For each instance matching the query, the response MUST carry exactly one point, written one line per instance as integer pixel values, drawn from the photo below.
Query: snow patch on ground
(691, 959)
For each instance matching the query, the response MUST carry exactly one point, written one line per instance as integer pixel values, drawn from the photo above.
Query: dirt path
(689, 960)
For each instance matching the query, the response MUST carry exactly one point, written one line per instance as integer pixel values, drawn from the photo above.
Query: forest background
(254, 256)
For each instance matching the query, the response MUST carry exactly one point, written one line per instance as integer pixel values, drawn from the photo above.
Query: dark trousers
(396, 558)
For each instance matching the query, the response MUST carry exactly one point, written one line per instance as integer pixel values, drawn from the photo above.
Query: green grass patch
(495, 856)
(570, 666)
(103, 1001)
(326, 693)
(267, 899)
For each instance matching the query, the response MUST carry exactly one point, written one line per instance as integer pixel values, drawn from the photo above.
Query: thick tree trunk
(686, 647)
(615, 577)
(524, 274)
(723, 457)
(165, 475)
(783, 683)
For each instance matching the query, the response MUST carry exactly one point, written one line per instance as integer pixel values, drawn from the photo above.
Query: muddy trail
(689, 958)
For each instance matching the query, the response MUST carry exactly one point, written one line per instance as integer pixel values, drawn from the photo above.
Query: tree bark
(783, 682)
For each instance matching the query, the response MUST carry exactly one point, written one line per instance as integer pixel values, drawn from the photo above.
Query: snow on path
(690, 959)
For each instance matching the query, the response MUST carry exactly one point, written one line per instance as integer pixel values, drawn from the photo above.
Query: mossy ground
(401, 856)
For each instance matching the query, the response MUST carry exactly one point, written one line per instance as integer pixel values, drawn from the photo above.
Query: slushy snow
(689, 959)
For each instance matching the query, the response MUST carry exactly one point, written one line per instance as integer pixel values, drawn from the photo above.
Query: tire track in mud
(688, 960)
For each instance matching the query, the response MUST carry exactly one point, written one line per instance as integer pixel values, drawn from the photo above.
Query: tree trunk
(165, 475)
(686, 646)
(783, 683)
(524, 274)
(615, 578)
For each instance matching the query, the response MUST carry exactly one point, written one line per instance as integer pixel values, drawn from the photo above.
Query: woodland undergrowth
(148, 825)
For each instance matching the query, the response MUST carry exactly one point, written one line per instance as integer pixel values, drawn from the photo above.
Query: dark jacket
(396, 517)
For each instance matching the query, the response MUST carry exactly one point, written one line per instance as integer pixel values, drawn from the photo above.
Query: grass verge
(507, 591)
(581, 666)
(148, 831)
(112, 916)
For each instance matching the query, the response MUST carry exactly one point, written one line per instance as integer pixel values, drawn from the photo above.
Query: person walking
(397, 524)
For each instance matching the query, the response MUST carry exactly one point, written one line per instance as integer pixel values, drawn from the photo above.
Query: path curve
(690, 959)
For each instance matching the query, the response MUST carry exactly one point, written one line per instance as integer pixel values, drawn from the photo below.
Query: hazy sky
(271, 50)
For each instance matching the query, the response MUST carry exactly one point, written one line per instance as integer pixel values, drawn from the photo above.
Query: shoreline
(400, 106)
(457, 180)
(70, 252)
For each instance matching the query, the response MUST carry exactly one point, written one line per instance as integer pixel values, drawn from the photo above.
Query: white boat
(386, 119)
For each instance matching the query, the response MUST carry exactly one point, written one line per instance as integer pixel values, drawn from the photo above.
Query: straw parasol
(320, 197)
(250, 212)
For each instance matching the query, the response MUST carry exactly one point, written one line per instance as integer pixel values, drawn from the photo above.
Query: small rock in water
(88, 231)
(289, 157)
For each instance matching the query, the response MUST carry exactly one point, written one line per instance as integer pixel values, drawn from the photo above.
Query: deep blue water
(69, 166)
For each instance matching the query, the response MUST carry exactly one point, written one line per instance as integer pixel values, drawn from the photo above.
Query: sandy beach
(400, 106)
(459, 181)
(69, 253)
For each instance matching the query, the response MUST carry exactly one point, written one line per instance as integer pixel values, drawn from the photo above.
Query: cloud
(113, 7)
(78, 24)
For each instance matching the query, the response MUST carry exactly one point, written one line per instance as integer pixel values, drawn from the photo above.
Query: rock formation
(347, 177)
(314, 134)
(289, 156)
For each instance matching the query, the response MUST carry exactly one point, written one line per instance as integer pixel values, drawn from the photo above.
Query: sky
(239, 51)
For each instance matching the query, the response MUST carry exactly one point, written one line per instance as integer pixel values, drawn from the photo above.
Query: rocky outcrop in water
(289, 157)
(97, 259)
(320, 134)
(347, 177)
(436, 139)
- - - - - - -
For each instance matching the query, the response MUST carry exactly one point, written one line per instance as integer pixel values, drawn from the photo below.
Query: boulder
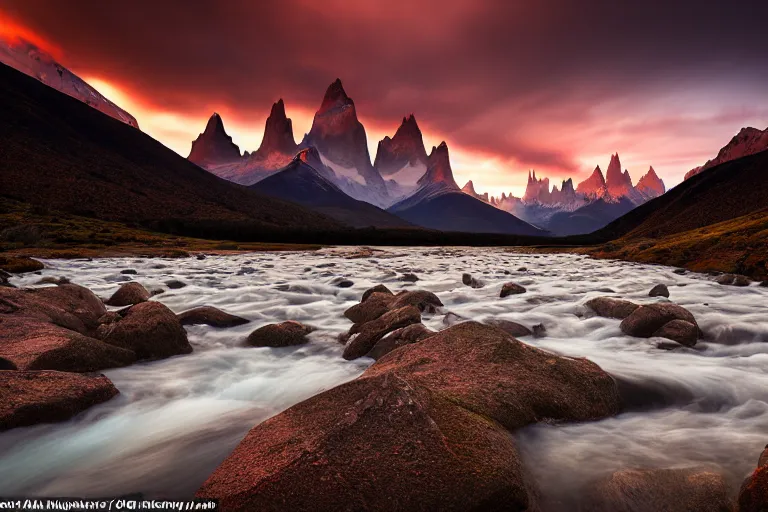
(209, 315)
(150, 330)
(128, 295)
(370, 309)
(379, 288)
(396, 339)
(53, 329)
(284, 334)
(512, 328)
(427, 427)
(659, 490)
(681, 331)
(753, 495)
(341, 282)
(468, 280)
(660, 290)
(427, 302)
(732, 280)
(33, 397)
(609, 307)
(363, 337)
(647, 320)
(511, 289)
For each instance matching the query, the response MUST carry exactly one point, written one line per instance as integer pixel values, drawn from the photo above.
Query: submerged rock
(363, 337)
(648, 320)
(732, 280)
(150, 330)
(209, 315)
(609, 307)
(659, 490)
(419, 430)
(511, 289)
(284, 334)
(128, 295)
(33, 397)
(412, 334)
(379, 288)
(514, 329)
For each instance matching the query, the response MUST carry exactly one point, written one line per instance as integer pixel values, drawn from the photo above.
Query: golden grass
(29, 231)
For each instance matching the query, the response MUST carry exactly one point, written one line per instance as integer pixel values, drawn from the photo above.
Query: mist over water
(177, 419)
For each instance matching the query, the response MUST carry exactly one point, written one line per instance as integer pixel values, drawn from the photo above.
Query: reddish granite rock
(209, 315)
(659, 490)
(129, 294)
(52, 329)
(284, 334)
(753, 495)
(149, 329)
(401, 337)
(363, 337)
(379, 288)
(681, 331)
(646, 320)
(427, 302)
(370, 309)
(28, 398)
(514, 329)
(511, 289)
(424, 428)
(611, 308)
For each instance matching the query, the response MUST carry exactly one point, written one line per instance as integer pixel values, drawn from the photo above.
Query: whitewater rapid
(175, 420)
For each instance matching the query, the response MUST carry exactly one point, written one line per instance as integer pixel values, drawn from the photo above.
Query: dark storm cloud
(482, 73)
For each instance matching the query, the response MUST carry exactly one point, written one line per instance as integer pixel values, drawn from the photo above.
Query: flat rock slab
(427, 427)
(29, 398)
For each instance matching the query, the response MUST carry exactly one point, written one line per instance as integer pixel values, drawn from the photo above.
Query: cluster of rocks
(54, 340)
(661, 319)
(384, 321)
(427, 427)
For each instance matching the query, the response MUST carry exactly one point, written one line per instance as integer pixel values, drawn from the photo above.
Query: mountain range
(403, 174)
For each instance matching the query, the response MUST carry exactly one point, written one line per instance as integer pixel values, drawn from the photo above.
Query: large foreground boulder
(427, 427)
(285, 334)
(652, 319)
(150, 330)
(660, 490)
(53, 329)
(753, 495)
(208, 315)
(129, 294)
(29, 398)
- - - - - - -
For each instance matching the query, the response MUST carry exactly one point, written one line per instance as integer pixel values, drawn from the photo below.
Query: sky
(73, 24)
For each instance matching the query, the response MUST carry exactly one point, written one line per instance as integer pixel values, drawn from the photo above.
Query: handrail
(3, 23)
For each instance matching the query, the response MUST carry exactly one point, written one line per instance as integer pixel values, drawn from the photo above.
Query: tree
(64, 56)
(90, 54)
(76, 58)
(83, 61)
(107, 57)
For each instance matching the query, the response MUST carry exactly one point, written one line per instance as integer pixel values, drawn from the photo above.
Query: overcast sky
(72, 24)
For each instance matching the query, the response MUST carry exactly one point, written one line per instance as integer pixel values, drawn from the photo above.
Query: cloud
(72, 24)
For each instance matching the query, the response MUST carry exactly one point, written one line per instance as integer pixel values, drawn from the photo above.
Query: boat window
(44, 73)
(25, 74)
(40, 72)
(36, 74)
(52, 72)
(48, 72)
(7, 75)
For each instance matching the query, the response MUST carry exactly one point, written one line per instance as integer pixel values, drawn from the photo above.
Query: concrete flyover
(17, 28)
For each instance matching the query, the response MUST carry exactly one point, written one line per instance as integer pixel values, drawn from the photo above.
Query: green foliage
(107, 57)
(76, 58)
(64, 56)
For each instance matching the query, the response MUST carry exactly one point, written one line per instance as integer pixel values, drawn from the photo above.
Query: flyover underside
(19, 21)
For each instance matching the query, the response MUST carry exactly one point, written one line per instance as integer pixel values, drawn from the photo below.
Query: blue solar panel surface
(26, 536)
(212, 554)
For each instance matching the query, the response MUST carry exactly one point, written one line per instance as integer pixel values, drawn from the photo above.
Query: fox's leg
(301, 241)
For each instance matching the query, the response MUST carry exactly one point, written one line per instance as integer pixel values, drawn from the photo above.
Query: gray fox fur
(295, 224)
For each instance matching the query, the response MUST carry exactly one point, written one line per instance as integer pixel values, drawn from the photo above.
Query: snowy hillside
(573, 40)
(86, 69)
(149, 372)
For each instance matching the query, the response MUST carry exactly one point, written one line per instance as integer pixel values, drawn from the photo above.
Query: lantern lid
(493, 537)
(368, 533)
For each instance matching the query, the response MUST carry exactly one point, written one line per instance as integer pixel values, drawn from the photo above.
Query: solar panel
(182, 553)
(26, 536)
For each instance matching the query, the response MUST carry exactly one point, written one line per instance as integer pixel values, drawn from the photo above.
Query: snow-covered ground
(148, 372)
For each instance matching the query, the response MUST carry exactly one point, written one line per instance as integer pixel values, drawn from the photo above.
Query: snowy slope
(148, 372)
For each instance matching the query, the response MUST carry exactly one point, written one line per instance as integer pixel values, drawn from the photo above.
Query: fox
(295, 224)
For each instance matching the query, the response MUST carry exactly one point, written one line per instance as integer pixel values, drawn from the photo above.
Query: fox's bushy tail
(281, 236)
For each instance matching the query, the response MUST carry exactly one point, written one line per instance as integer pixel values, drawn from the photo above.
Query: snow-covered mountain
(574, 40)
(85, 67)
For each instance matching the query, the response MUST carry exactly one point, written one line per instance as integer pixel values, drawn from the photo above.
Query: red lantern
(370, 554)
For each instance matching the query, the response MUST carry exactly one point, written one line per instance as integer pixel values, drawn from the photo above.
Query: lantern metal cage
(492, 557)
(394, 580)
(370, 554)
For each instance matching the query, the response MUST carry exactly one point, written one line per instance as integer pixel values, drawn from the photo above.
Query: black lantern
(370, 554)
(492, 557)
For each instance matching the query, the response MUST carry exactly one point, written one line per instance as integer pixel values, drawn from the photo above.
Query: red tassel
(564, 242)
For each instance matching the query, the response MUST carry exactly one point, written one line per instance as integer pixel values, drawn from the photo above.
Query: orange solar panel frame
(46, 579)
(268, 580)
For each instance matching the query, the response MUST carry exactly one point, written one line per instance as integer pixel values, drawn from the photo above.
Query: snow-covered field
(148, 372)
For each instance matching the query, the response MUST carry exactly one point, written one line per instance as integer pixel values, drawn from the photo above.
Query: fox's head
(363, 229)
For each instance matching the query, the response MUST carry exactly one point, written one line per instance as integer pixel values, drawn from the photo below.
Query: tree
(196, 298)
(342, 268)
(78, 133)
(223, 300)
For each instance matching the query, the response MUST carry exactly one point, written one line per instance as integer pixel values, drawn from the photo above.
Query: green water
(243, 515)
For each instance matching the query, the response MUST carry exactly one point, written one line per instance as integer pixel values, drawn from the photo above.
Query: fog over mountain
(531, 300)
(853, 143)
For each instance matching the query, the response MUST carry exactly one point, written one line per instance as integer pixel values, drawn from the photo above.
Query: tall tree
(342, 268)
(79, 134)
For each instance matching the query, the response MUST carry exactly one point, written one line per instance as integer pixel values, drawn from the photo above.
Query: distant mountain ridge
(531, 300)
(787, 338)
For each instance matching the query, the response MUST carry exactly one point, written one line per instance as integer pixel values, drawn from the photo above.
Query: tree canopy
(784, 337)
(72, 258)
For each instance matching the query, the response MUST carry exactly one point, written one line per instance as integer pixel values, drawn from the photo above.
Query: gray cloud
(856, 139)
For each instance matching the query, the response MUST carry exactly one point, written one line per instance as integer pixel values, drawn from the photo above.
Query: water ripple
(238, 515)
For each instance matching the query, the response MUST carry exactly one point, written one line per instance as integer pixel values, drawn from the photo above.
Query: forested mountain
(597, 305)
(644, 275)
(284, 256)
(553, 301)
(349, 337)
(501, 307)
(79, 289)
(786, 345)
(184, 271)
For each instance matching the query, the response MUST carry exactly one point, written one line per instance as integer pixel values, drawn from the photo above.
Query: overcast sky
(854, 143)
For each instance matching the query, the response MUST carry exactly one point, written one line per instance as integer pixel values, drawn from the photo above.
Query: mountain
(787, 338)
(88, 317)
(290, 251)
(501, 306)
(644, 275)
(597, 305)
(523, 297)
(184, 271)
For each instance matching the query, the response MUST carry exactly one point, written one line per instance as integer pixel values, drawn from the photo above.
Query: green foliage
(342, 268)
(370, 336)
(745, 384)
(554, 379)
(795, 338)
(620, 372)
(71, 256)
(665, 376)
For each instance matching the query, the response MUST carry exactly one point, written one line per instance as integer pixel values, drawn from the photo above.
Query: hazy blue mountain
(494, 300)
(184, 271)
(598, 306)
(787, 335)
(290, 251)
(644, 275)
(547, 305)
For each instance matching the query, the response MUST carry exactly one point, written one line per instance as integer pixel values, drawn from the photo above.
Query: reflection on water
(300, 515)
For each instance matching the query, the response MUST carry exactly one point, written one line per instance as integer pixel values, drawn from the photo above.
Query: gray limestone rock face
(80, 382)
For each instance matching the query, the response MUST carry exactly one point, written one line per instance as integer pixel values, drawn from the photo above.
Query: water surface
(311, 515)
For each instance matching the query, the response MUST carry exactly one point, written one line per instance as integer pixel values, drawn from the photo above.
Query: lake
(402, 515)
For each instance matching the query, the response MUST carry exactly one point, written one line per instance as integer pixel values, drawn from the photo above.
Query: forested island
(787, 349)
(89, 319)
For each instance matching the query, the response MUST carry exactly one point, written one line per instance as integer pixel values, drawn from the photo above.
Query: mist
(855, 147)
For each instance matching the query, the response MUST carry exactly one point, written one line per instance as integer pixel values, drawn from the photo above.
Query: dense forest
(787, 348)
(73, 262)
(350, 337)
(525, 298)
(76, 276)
- - - - - - -
_WHAT YOU HAVE TO DO_
Please pull out each line of the records that contains the word "patch" and copy it in full.

_TASK OUTPUT_
Query: snow patch on ground
Query: green grass patch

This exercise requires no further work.